Stored data entries
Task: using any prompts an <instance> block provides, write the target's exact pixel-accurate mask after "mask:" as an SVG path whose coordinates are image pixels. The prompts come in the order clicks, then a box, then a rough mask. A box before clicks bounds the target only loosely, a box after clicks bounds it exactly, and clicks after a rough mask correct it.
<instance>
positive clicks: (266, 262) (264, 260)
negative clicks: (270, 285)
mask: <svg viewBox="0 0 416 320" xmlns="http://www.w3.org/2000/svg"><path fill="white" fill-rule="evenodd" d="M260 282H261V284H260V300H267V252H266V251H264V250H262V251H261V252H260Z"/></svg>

EXERCISE BRIEF - Write out these rows again, renaming "clicks" to "points" wherever it occurs and leaving everything else unchanged.

RESPONSE -
Task: using any prompts an <instance> block provides, write the target's exact pixel-accurate mask after "mask:" as an SVG path whose coordinates are image pixels. The prompts come in the order points, then a box, then a rough mask. A box before points bounds the target only loosely, a box after points bounds it exactly, and points after a rough mask correct it.
<instance>
positive points: (266, 262) (264, 260)
negative points: (270, 285)
mask: <svg viewBox="0 0 416 320" xmlns="http://www.w3.org/2000/svg"><path fill="white" fill-rule="evenodd" d="M260 282H261V284H260V300H267V252H266V251H264V250H262V251H261V252H260Z"/></svg>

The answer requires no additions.